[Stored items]
+---+
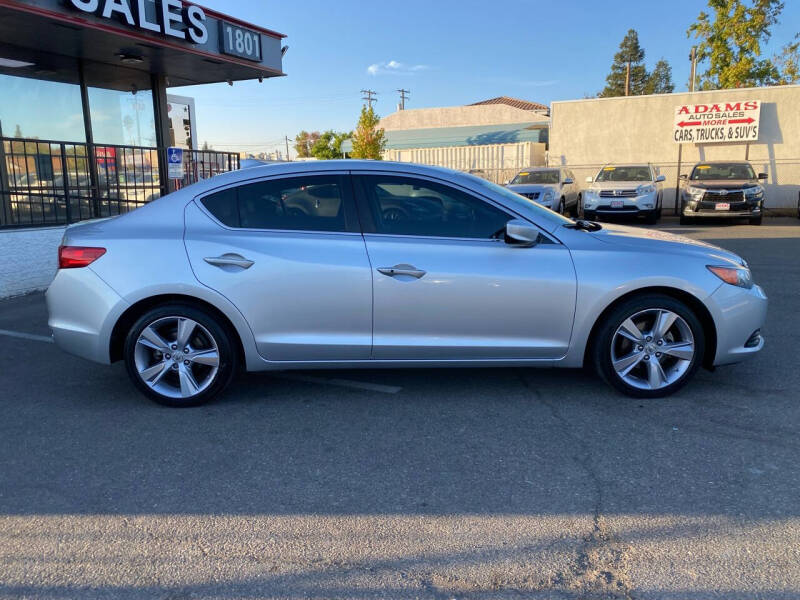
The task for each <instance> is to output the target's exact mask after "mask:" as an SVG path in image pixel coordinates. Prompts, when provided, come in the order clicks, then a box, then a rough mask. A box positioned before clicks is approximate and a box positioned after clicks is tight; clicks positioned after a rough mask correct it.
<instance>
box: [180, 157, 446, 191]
mask: <svg viewBox="0 0 800 600" xmlns="http://www.w3.org/2000/svg"><path fill="white" fill-rule="evenodd" d="M325 171H383V172H386V171H390V172H391V171H395V172H397V173H399V174H413V175H429V176H432V177H440V178H445V179H452V178H453V176H457V175H461V174H462V173H461V172H460V171H456V170H454V169H447V168H445V167H435V166H430V165H418V164H415V163H404V162H393V161H385V160H360V159H359V160H356V159H340V160H309V161H293V162H281V163H271V164H267V165H259V166H255V167H247V168H245V169H238V170H235V171H227V172H225V173H220V174H218V175H214V176H213V177H210V178H209V179H204V180H202V181H199V182H197V183H195V184H193V185H191V186H189V187H190V188H191V189H192V192H193V193H194V194H198V193H202V192H204V191H205V190H210V189H214V188H217V187H221V186H226V185H230V184H233V183H239V182H243V181H249V180H251V179H260V178H262V177H271V176H275V175H294V174H297V175H302V174H304V173H320V172H325ZM186 189H188V188H186Z"/></svg>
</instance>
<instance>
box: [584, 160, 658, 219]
mask: <svg viewBox="0 0 800 600" xmlns="http://www.w3.org/2000/svg"><path fill="white" fill-rule="evenodd" d="M664 179H665V177H664V176H663V175H659V174H658V173H657V170H656V169H655V168H654V167H653V166H652V165H650V164H642V165H606V166H604V167H603V168H602V169H600V172H599V173H598V174H597V176H596V177H594V178H592V177H587V178H586V182H587V183H590V184H592V185H591V186H590V187H588V188H587V189H586V190H584V192H583V215H584V217H585V218H586V219H589V220H594V219H596V218H597V217H600V216H604V215H629V216H633V217H639V216H643V217H644V218H645V220H646V222H647V223H650V224H653V223H655V222H656V221H658V219H659V218H661V205H662V201H663V198H662V195H663V190H662V186H661V182H663V181H664Z"/></svg>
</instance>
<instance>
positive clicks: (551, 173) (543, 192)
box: [506, 167, 580, 217]
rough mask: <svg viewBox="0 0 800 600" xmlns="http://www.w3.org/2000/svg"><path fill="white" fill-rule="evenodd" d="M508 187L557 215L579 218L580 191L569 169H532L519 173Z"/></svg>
mask: <svg viewBox="0 0 800 600" xmlns="http://www.w3.org/2000/svg"><path fill="white" fill-rule="evenodd" d="M506 187H507V188H508V189H510V190H511V191H512V192H516V193H517V194H519V195H520V196H525V197H526V198H528V199H529V200H533V201H534V202H537V203H539V204H541V205H542V206H544V207H546V208H549V209H551V210H554V211H556V212H557V213H560V214H562V215H563V214H566V213H567V212H569V213H570V214H571V215H572V216H573V217H577V216H578V205H579V204H580V189H579V188H578V185H577V184H576V183H575V175H574V174H573V173H572V171H570V170H569V169H563V168H547V167H531V168H529V169H525V170H523V171H520V172H519V173H517V174H516V175H515V176H514V178H513V179H512V180H511V181H509V182H508V184H507V185H506Z"/></svg>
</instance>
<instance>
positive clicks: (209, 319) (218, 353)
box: [123, 304, 238, 408]
mask: <svg viewBox="0 0 800 600" xmlns="http://www.w3.org/2000/svg"><path fill="white" fill-rule="evenodd" d="M181 329H183V331H181ZM181 337H183V344H185V345H184V347H183V348H181V347H178V342H179V341H181V340H180V338H181ZM233 339H234V334H233V333H232V332H230V330H229V327H228V326H226V325H225V324H224V323H221V322H220V320H219V318H218V317H215V316H214V315H212V314H210V313H209V312H207V311H205V310H202V309H200V308H198V307H195V306H191V305H189V304H164V305H161V306H157V307H155V308H152V309H150V310H148V311H147V312H146V313H145V314H143V315H142V316H141V317H139V319H137V320H136V322H135V323H134V324H133V326H132V327H131V328H130V330H129V331H128V334H127V336H126V338H125V344H124V349H123V359H124V361H125V367H126V369H127V371H128V376H129V377H130V378H131V381H133V383H134V385H135V386H136V387H137V388H138V389H139V390H140V391H141V392H142V393H143V394H144V395H145V396H147V397H148V398H150V399H151V400H153V401H155V402H157V403H158V404H163V405H165V406H171V407H180V408H184V407H190V406H199V405H201V404H205V403H206V402H209V401H210V400H212V399H213V398H214V397H215V396H217V395H218V394H220V393H221V392H222V391H223V390H224V389H225V388H226V387H227V386H228V384H230V382H231V381H232V380H233V377H234V375H235V373H236V366H237V364H238V356H237V352H236V346H235V344H234V342H233ZM183 344H181V345H183ZM159 367H160V368H159Z"/></svg>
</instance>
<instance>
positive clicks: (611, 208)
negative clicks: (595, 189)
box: [583, 192, 658, 215]
mask: <svg viewBox="0 0 800 600" xmlns="http://www.w3.org/2000/svg"><path fill="white" fill-rule="evenodd" d="M612 201H613V202H622V206H612V204H611V203H612ZM657 207H658V194H657V192H653V193H650V194H644V195H642V196H635V197H633V198H612V197H595V199H592V200H591V201H590V200H588V199H584V204H583V210H584V212H588V213H592V214H595V213H596V214H602V215H641V214H647V213H650V212H652V211H654V210H656V209H657Z"/></svg>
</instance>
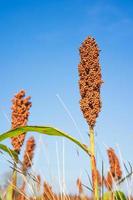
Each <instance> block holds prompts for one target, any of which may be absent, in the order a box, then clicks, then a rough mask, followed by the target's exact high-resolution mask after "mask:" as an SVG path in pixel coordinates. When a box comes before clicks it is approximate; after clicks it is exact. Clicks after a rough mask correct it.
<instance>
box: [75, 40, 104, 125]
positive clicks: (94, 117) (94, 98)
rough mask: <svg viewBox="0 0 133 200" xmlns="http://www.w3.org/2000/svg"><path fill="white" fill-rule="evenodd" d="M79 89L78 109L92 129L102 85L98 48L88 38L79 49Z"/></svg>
mask: <svg viewBox="0 0 133 200" xmlns="http://www.w3.org/2000/svg"><path fill="white" fill-rule="evenodd" d="M79 52H80V63H79V65H78V71H79V77H80V80H79V89H80V95H81V100H80V107H81V110H82V112H83V115H84V117H85V119H86V120H87V123H88V124H89V126H90V127H94V125H95V123H96V118H97V117H98V114H99V112H100V109H101V101H100V87H101V84H102V83H103V81H102V76H101V68H100V64H99V48H98V46H97V44H96V42H95V39H94V38H91V37H88V38H87V39H86V40H85V41H84V42H83V43H82V45H81V47H80V49H79Z"/></svg>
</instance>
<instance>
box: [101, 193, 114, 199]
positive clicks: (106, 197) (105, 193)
mask: <svg viewBox="0 0 133 200" xmlns="http://www.w3.org/2000/svg"><path fill="white" fill-rule="evenodd" d="M102 199H103V200H112V192H105V193H104V195H103V198H102Z"/></svg>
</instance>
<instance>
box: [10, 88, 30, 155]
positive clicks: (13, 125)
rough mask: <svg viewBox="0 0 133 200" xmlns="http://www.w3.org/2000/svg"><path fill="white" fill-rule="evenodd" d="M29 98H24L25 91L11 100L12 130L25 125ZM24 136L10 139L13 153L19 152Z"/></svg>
mask: <svg viewBox="0 0 133 200" xmlns="http://www.w3.org/2000/svg"><path fill="white" fill-rule="evenodd" d="M29 100H30V97H29V96H28V97H25V91H24V90H21V91H20V92H18V93H17V94H16V95H15V96H14V98H13V99H12V107H11V109H12V121H11V123H12V128H13V129H14V128H17V127H19V126H25V125H27V121H28V117H29V114H30V113H29V110H30V107H31V105H32V103H31V102H30V101H29ZM24 139H25V134H21V135H19V136H18V137H12V138H11V142H12V145H13V148H14V150H15V151H17V152H19V151H20V149H21V146H22V145H23V142H24Z"/></svg>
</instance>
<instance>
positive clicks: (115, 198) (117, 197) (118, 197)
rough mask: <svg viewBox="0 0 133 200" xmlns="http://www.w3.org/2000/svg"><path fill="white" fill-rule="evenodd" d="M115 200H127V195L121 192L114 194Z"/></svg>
mask: <svg viewBox="0 0 133 200" xmlns="http://www.w3.org/2000/svg"><path fill="white" fill-rule="evenodd" d="M114 196H115V200H127V198H126V196H125V194H124V193H123V192H121V191H116V192H114Z"/></svg>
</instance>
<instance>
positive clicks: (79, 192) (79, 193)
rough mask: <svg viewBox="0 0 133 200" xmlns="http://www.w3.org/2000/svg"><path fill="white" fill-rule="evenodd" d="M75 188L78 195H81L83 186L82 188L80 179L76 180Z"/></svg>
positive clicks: (80, 180) (81, 182)
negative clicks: (75, 188) (76, 184)
mask: <svg viewBox="0 0 133 200" xmlns="http://www.w3.org/2000/svg"><path fill="white" fill-rule="evenodd" d="M77 188H78V191H79V194H81V193H83V186H82V181H81V179H80V178H78V179H77Z"/></svg>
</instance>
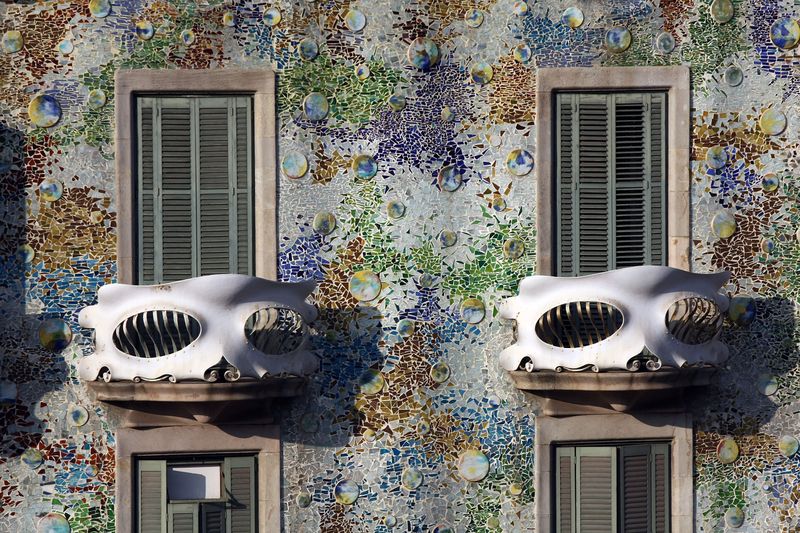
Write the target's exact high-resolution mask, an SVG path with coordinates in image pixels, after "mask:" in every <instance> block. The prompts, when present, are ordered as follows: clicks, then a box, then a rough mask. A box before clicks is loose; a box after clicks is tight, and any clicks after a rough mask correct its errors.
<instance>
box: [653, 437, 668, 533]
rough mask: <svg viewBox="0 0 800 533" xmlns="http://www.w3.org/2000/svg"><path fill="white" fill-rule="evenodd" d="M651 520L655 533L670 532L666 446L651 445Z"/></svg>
mask: <svg viewBox="0 0 800 533" xmlns="http://www.w3.org/2000/svg"><path fill="white" fill-rule="evenodd" d="M652 454H653V461H652V463H653V465H652V466H653V482H652V487H653V493H654V494H653V503H654V506H655V508H654V511H653V515H654V516H653V518H654V521H655V527H654V529H653V530H654V531H655V533H667V532H668V531H669V530H670V514H671V513H670V505H669V501H670V490H671V489H670V448H669V445H668V444H653V446H652Z"/></svg>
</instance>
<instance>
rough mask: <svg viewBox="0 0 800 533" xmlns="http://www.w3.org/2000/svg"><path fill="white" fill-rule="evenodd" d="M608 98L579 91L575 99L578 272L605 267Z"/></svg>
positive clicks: (608, 258) (582, 272) (609, 248)
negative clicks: (577, 119) (577, 163)
mask: <svg viewBox="0 0 800 533" xmlns="http://www.w3.org/2000/svg"><path fill="white" fill-rule="evenodd" d="M608 102H609V99H608V97H607V95H592V94H583V95H580V97H579V99H578V130H579V132H580V135H579V137H578V138H577V139H575V140H573V143H575V142H576V141H577V146H578V147H577V151H578V158H579V160H580V163H579V169H578V176H577V180H578V184H577V196H578V198H577V212H578V238H577V239H576V241H577V242H576V244H577V247H578V254H577V255H578V261H579V263H578V265H579V266H578V269H579V273H580V274H581V275H586V274H593V273H596V272H604V271H606V270H608V268H609V252H610V241H611V232H610V228H609V219H610V215H611V213H610V209H609V206H610V204H609V200H610V190H609V185H608V176H609V173H610V161H609V109H608V108H609V106H608Z"/></svg>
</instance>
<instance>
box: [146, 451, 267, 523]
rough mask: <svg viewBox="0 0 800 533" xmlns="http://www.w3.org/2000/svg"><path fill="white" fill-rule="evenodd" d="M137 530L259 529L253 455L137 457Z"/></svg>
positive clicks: (255, 476)
mask: <svg viewBox="0 0 800 533" xmlns="http://www.w3.org/2000/svg"><path fill="white" fill-rule="evenodd" d="M136 494H137V501H138V505H137V510H138V513H137V529H136V531H137V533H164V532H166V533H222V532H226V533H253V532H254V531H255V530H256V529H255V523H256V512H255V511H256V494H257V491H256V473H255V458H254V457H253V456H233V457H216V458H215V457H207V458H205V457H204V458H201V459H198V458H197V457H189V458H180V457H175V458H167V459H140V460H138V461H137V490H136Z"/></svg>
+---+
**What is required**
Using the records above, count the lines containing "exact". Give no words besides the number.

**Result of this exercise**
3